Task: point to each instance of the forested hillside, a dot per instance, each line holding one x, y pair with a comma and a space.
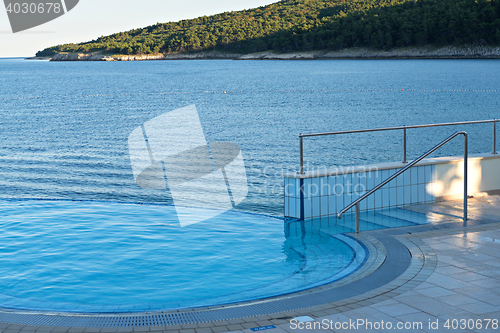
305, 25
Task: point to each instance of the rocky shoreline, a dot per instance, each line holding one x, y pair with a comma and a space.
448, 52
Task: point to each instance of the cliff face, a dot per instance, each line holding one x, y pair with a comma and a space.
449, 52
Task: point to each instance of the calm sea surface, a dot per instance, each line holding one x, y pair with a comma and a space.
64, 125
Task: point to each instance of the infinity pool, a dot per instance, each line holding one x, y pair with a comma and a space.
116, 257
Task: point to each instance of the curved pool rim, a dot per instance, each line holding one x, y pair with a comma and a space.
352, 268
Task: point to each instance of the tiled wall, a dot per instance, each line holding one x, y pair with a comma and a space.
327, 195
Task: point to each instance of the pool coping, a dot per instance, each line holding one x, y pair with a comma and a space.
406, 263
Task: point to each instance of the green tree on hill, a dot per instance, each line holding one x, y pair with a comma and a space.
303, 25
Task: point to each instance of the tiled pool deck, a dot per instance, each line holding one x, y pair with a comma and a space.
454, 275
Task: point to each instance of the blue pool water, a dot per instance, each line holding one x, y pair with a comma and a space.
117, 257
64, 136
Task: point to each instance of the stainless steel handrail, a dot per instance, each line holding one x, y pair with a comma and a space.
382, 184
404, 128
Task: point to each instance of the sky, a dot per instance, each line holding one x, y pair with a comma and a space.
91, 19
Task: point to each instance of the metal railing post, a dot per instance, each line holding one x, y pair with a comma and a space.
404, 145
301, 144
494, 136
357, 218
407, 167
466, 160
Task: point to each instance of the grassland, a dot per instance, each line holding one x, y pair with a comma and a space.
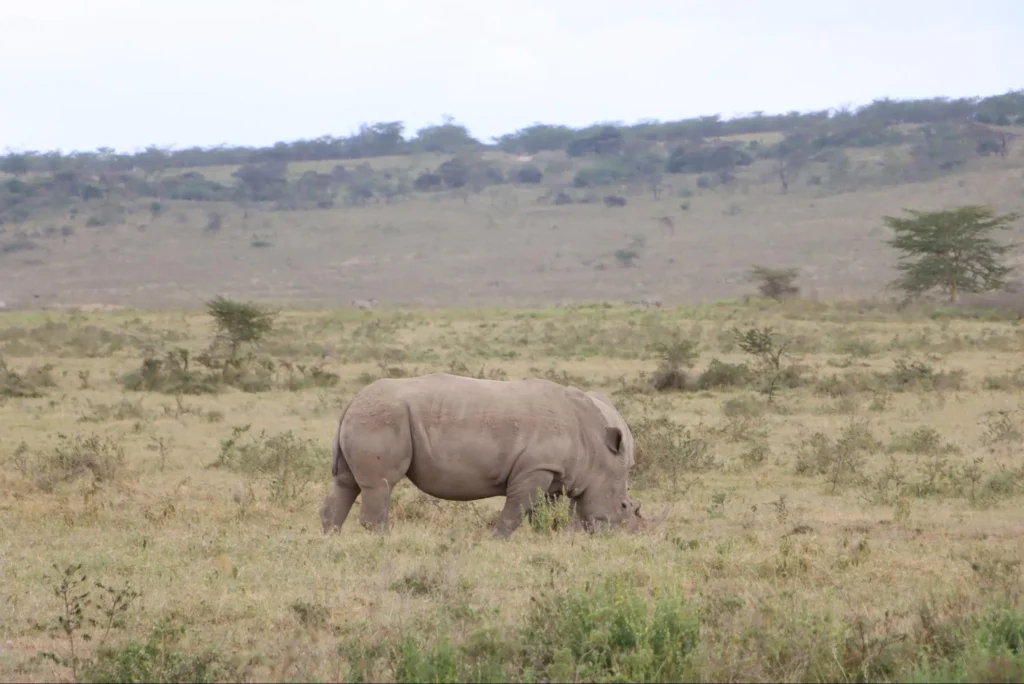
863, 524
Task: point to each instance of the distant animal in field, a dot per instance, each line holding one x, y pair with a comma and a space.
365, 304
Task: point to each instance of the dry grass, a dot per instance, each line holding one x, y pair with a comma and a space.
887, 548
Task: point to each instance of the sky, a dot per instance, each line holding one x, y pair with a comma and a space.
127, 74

--

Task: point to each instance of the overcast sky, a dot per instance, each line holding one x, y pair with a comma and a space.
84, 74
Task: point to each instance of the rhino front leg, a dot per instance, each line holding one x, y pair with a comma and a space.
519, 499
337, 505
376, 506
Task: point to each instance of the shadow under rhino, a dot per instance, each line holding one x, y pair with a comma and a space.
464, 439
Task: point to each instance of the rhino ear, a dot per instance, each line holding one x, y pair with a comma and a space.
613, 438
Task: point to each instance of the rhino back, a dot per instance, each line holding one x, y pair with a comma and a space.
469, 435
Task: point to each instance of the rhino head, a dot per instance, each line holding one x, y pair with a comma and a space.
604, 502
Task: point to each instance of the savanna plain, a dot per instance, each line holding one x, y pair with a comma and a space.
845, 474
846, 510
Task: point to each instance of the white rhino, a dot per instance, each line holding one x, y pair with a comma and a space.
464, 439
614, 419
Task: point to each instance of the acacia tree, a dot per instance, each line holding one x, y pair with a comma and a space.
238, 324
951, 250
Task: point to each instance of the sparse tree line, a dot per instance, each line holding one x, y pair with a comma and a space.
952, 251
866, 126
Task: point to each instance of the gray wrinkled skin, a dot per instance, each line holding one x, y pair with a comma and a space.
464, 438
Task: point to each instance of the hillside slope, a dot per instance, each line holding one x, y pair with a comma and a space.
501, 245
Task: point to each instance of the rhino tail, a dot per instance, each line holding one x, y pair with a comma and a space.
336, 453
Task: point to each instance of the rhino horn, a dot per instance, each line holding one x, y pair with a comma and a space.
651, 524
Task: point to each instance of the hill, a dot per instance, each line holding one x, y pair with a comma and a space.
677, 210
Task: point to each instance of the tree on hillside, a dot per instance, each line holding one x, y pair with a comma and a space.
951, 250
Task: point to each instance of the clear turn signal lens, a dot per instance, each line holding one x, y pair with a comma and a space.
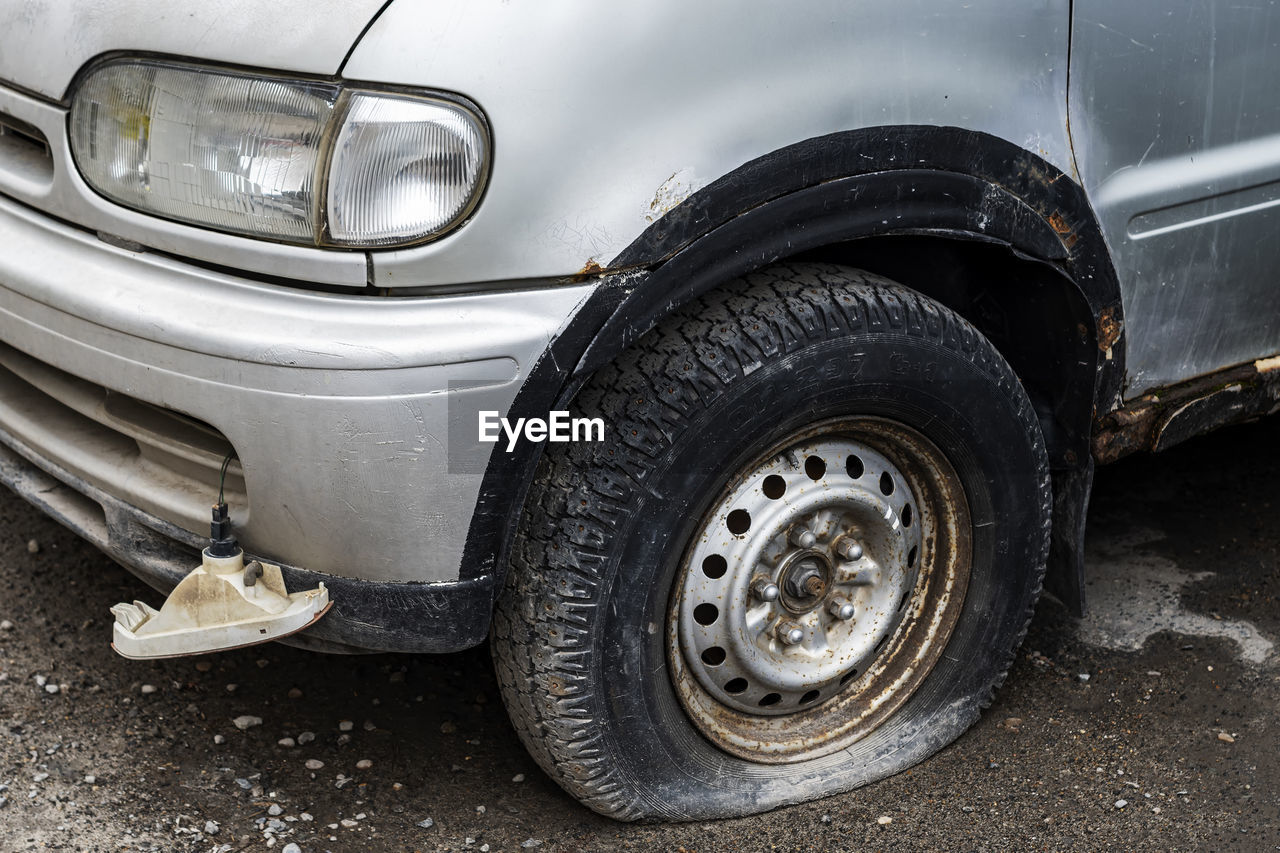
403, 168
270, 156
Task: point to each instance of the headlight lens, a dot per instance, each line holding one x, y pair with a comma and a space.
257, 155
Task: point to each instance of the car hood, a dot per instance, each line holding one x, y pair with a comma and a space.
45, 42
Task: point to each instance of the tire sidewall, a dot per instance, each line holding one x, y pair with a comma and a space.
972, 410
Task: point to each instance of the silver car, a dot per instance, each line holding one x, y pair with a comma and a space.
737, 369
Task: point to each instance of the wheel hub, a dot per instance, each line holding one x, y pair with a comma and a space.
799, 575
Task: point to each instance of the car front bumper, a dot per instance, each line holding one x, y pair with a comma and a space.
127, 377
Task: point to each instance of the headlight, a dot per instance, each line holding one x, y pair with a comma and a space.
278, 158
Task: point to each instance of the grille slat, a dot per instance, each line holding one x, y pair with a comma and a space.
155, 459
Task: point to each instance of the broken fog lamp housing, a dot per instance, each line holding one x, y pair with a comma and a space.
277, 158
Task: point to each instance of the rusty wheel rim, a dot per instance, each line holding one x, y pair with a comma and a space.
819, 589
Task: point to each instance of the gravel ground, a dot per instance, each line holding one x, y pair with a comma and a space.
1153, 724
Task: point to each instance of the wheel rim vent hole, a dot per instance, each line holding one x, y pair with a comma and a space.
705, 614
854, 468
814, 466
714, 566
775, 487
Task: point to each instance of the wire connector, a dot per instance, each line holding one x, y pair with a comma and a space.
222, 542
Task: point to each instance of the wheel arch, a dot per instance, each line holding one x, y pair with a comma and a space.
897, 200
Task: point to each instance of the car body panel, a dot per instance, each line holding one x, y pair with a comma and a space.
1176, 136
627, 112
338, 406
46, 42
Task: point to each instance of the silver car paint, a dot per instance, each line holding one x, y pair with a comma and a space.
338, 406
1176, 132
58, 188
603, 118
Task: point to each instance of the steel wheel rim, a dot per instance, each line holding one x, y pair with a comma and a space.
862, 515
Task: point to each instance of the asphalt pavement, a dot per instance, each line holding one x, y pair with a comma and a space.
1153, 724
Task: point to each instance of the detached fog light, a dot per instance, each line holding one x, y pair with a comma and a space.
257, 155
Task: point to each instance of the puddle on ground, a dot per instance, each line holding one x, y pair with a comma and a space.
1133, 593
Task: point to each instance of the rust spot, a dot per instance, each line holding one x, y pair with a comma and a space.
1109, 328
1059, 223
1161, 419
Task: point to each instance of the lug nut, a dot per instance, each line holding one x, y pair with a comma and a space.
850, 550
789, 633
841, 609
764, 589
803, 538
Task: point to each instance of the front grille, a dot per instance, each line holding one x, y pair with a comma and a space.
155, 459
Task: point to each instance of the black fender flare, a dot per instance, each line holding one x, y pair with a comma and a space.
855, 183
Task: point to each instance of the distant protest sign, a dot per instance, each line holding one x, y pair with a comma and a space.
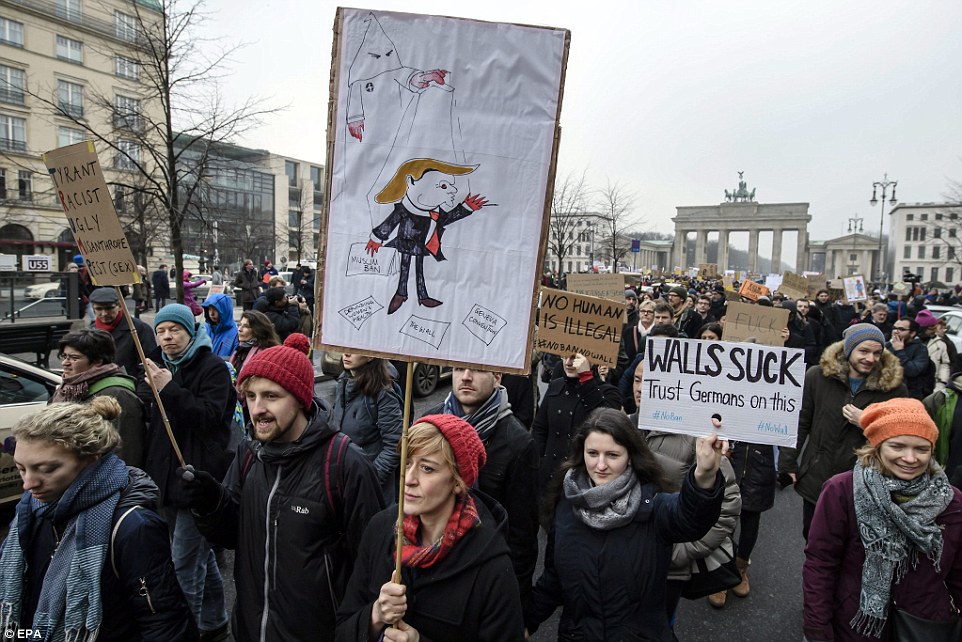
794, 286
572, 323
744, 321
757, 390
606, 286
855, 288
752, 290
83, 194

▸ Problem requirements:
Count the lines in both blocks above that contain the word "tiled", treating uppercase and lowercase as different, and reply with the number alone.

▸ Finished exercise:
2